**GOAL OF THE EXERCISE:** In the listing below, substitute "Object" for every occurrence of "Target" and reproduce all of its lines with nothing else changed. Leave the pictures out of your answer.

= = = =

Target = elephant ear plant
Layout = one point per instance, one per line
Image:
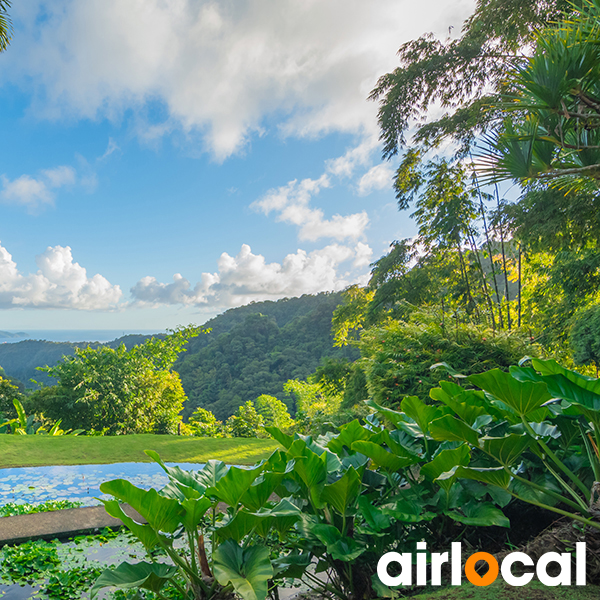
(367, 490)
(540, 439)
(202, 552)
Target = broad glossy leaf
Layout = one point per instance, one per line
(238, 527)
(283, 438)
(381, 457)
(188, 479)
(339, 547)
(247, 569)
(451, 429)
(449, 369)
(374, 517)
(342, 494)
(546, 430)
(395, 417)
(212, 471)
(162, 514)
(234, 484)
(444, 462)
(278, 462)
(524, 397)
(349, 433)
(551, 367)
(148, 576)
(506, 450)
(421, 413)
(479, 514)
(293, 565)
(147, 536)
(310, 468)
(260, 491)
(399, 442)
(496, 476)
(281, 517)
(195, 509)
(465, 403)
(409, 511)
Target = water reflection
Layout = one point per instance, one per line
(77, 482)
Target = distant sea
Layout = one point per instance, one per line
(70, 335)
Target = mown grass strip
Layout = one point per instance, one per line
(38, 451)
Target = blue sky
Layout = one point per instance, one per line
(165, 160)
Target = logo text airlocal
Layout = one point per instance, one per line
(405, 560)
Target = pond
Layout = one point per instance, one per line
(77, 482)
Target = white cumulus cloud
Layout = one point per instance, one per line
(291, 203)
(378, 177)
(59, 283)
(248, 277)
(219, 68)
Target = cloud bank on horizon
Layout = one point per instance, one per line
(220, 74)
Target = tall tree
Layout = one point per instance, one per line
(552, 131)
(462, 75)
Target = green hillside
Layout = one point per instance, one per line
(250, 350)
(273, 343)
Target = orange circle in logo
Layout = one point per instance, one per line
(473, 576)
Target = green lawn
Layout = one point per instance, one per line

= = = =

**EXERCISE OUTPUT:**
Object = elephant ear plant
Layout = one point per instance, one per line
Image:
(367, 490)
(540, 439)
(202, 552)
Object = broad glossy leaf
Layout = one point per instance, one per line
(238, 527)
(283, 438)
(381, 457)
(188, 479)
(339, 547)
(247, 569)
(451, 429)
(449, 369)
(374, 517)
(342, 494)
(546, 430)
(395, 417)
(212, 471)
(162, 514)
(234, 484)
(444, 462)
(278, 462)
(524, 397)
(349, 433)
(551, 367)
(148, 576)
(506, 450)
(421, 413)
(479, 514)
(293, 565)
(147, 536)
(310, 468)
(260, 491)
(399, 442)
(496, 476)
(281, 517)
(195, 509)
(465, 403)
(409, 511)
Object = water reflection
Layout = one point per instance, one per line
(77, 482)
Object = distant sea
Layout = one point per instance, one per line
(70, 335)
Object = mown grass strip
Layout = one point per instance, one per line
(38, 451)
Object = blue sky
Layout = one point per instance, one per line
(165, 160)
Object = logo text airlocal
Layout = one point per instance, one per line
(405, 560)
Object = pond
Layout = one point per instance, one per line
(77, 482)
Object = white cumulus cloud
Layout = one point per instance, one per line
(291, 203)
(378, 177)
(59, 283)
(248, 277)
(219, 68)
Object = cloud bank on horizon
Layout = one point per instance, one per line
(220, 74)
Object = tall tree
Layout = one point per instance, one per line
(552, 131)
(462, 75)
Object = green hillside
Layout = one point per instance, one per line
(250, 350)
(273, 343)
Object = orange circle in logo
Layout = one point per instance, one per line
(473, 576)
Object = green lawn
Layout = one point per instance, one per line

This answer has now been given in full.